- WHAT THE EXERCISE ASKS
Write out every line of the material below with no changes.

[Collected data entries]
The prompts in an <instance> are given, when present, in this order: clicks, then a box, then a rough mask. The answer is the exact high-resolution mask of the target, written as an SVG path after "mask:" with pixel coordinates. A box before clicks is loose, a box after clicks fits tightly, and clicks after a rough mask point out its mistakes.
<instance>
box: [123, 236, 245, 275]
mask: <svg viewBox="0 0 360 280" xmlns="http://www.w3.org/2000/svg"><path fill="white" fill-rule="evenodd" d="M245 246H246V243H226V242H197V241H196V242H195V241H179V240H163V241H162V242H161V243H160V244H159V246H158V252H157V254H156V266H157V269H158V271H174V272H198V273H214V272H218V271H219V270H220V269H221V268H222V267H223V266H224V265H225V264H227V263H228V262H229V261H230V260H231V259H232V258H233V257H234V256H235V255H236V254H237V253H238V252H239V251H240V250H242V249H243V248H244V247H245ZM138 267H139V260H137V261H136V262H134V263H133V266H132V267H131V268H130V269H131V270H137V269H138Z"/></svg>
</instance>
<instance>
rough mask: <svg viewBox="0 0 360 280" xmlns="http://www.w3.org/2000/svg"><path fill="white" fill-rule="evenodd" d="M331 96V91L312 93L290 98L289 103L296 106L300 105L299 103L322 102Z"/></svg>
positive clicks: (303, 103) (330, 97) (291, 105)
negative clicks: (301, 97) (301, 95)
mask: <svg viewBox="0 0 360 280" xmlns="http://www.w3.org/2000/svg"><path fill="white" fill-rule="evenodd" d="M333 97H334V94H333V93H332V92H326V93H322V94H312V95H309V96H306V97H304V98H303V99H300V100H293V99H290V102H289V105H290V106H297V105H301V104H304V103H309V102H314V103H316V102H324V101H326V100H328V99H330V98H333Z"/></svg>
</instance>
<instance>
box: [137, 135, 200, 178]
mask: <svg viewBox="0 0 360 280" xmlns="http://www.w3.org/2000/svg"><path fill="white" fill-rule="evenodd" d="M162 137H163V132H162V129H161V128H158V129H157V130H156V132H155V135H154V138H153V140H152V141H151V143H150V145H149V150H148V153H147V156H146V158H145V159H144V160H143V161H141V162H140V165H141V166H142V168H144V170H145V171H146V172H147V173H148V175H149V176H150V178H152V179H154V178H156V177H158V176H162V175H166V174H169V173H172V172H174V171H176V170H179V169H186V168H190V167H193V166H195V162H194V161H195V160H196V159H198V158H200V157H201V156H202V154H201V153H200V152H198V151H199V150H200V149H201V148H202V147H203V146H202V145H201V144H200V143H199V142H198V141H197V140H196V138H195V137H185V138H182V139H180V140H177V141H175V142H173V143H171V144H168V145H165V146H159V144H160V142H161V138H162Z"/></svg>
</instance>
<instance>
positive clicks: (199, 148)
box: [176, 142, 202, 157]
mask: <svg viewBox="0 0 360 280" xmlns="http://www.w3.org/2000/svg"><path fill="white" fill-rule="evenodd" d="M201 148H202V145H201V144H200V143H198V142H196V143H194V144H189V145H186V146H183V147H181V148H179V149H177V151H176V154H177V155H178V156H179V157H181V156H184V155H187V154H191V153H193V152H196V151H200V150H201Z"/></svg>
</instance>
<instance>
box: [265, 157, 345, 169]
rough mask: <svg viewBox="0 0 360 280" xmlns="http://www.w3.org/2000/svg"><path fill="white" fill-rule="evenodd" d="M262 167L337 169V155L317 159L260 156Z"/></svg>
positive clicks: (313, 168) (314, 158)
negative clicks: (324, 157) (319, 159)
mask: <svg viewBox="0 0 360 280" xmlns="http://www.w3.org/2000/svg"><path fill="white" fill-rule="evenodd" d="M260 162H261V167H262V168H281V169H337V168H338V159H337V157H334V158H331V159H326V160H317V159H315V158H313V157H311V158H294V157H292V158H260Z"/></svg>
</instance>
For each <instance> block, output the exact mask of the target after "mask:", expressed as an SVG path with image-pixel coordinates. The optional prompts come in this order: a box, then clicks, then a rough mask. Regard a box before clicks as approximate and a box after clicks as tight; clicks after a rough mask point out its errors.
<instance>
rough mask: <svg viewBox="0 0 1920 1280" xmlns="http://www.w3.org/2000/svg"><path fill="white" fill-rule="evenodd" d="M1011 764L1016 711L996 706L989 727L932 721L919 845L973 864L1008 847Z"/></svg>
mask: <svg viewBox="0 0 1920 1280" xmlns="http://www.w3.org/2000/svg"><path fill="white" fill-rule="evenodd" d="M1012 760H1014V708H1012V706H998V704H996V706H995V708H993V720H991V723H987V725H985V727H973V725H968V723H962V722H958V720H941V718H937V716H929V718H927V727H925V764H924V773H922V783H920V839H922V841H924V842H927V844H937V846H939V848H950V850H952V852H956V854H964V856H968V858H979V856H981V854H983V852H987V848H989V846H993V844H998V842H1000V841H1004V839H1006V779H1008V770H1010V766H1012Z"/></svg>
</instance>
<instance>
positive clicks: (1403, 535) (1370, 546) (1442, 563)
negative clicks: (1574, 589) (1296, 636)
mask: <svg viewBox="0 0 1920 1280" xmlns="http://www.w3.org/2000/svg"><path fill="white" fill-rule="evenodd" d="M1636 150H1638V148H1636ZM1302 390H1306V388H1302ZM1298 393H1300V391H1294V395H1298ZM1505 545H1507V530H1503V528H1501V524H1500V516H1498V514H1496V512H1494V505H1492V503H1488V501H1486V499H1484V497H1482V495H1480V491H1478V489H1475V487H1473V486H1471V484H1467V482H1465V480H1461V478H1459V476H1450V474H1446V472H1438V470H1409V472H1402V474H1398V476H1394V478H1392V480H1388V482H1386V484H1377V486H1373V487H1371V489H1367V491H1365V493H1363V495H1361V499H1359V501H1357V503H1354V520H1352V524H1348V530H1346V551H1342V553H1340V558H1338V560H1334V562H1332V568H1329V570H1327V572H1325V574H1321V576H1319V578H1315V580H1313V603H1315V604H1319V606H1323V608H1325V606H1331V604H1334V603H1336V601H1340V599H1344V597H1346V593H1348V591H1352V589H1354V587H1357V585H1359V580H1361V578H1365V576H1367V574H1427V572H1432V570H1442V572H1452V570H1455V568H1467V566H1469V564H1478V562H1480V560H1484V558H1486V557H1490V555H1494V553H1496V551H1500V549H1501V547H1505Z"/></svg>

- ANSWER BOX
The prompts in an <instance> are given, when present, in this order: clicks, then a box, then a rough mask. The answer is the exact high-resolution mask of the target, written as an SVG path after "mask:" with pixel coordinates. A box before clicks is loose, a box after clicks fits tightly, and clicks after a rough mask point out its mistakes.
<instance>
box: [123, 236, 245, 275]
mask: <svg viewBox="0 0 360 280" xmlns="http://www.w3.org/2000/svg"><path fill="white" fill-rule="evenodd" d="M245 246H246V243H226V242H197V241H196V242H195V241H179V240H163V241H162V242H161V243H160V244H159V246H158V252H157V254H156V266H157V269H158V271H174V272H198V273H214V272H218V271H219V270H220V269H221V268H222V267H223V266H224V265H225V264H227V263H228V262H229V261H230V260H231V259H232V258H233V257H234V256H235V255H236V254H237V253H238V252H239V251H240V250H242V249H243V248H244V247H245ZM138 267H139V260H137V261H136V262H134V263H133V266H132V267H131V268H130V269H131V270H137V269H138Z"/></svg>
</instance>
<instance>
rough mask: <svg viewBox="0 0 360 280" xmlns="http://www.w3.org/2000/svg"><path fill="white" fill-rule="evenodd" d="M331 96V91L312 93L290 98L289 103L296 106L300 105L299 103L322 102Z"/></svg>
positive clicks: (303, 103) (330, 97) (291, 105)
negative clicks: (301, 97) (301, 95)
mask: <svg viewBox="0 0 360 280" xmlns="http://www.w3.org/2000/svg"><path fill="white" fill-rule="evenodd" d="M333 97H334V94H333V93H332V92H326V93H322V94H312V95H309V96H306V97H304V98H303V99H300V100H293V99H290V102H289V105H290V106H297V105H301V104H304V103H309V102H314V103H316V102H324V101H326V100H328V99H330V98H333Z"/></svg>
</instance>
<instance>
box: [137, 135, 200, 178]
mask: <svg viewBox="0 0 360 280" xmlns="http://www.w3.org/2000/svg"><path fill="white" fill-rule="evenodd" d="M162 137H163V132H162V129H161V128H158V129H157V130H156V132H155V135H154V138H153V140H152V141H151V143H150V145H149V150H148V153H147V156H146V158H145V159H144V160H143V161H141V162H140V165H141V166H142V168H144V170H145V171H146V172H147V173H148V175H149V176H150V178H152V179H154V178H156V177H158V176H162V175H166V174H169V173H172V172H174V171H176V170H179V169H186V168H190V167H193V166H195V162H194V161H195V160H196V159H198V158H200V157H201V156H202V154H201V153H200V152H198V151H199V150H200V149H201V148H202V147H203V146H202V145H201V144H200V143H199V142H198V141H197V140H196V138H195V137H185V138H182V139H180V140H177V141H175V142H173V143H171V144H168V145H165V146H159V144H160V142H161V138H162Z"/></svg>
</instance>
<instance>
positive clicks: (199, 148)
box: [176, 142, 202, 157]
mask: <svg viewBox="0 0 360 280" xmlns="http://www.w3.org/2000/svg"><path fill="white" fill-rule="evenodd" d="M201 148H202V145H201V144H200V143H198V142H196V143H194V144H189V145H186V146H183V147H181V148H179V149H177V151H176V154H177V155H178V156H179V157H181V156H184V155H187V154H191V153H193V152H196V151H200V150H201Z"/></svg>
</instance>
<instance>
box: [265, 157, 345, 169]
rough mask: <svg viewBox="0 0 360 280" xmlns="http://www.w3.org/2000/svg"><path fill="white" fill-rule="evenodd" d="M262 167L337 169V155L317 159L260 156Z"/></svg>
positive clicks: (313, 168) (314, 158)
negative clicks: (324, 157) (319, 159)
mask: <svg viewBox="0 0 360 280" xmlns="http://www.w3.org/2000/svg"><path fill="white" fill-rule="evenodd" d="M260 162H261V167H262V168H281V169H337V168H338V159H337V157H334V158H331V159H326V160H317V159H315V158H313V157H311V158H294V157H292V158H260Z"/></svg>
</instance>
For each <instance> block, output the exact mask of the target after "mask:", expressed as an SVG path with image-pixel coordinates. The optional prompts come in this order: a box, then clicks, then a rough mask. Regard a box before clicks as approximate and a box after clicks as tight; clicks after a rough mask point out its errors.
<instance>
rough mask: <svg viewBox="0 0 1920 1280" xmlns="http://www.w3.org/2000/svg"><path fill="white" fill-rule="evenodd" d="M1011 764L1016 711L996 706L989 727L932 721L919 845L973 864L1008 847Z"/></svg>
mask: <svg viewBox="0 0 1920 1280" xmlns="http://www.w3.org/2000/svg"><path fill="white" fill-rule="evenodd" d="M1012 760H1014V708H1012V706H998V704H996V706H995V708H993V720H991V723H987V725H985V727H973V725H968V723H962V722H958V720H941V718H937V716H929V718H927V727H925V764H924V773H922V783H920V839H922V841H924V842H927V844H937V846H939V848H950V850H952V852H956V854H964V856H968V858H979V856H981V854H983V852H987V848H989V846H993V844H998V842H1000V841H1004V839H1006V779H1008V770H1010V766H1012Z"/></svg>
</instance>
<instance>
positive clicks: (1403, 535) (1370, 546) (1442, 563)
negative clicks: (1574, 589) (1296, 636)
mask: <svg viewBox="0 0 1920 1280" xmlns="http://www.w3.org/2000/svg"><path fill="white" fill-rule="evenodd" d="M1636 150H1638V148H1636ZM1302 390H1306V388H1302ZM1298 393H1300V391H1294V395H1298ZM1505 545H1507V530H1503V528H1501V524H1500V516H1498V514H1496V512H1494V505H1492V503H1488V501H1486V499H1484V497H1482V495H1480V491H1478V489H1475V487H1473V486H1471V484H1467V482H1465V480H1461V478H1459V476H1450V474H1446V472H1438V470H1409V472H1402V474H1398V476H1394V478H1392V480H1388V482H1386V484H1377V486H1373V487H1371V489H1367V491H1365V493H1363V495H1361V499H1359V501H1357V503H1354V520H1352V524H1348V530H1346V551H1342V553H1340V558H1338V560H1334V562H1332V568H1329V570H1327V572H1325V574H1321V576H1319V578H1315V580H1313V603H1315V604H1319V606H1323V608H1325V606H1331V604H1334V603H1336V601H1340V599H1344V597H1346V593H1348V591H1352V589H1354V587H1357V585H1359V580H1361V578H1365V576H1367V574H1427V572H1432V570H1442V572H1452V570H1455V568H1467V566H1469V564H1478V562H1480V560H1484V558H1486V557H1490V555H1494V553H1496V551H1500V549H1501V547H1505Z"/></svg>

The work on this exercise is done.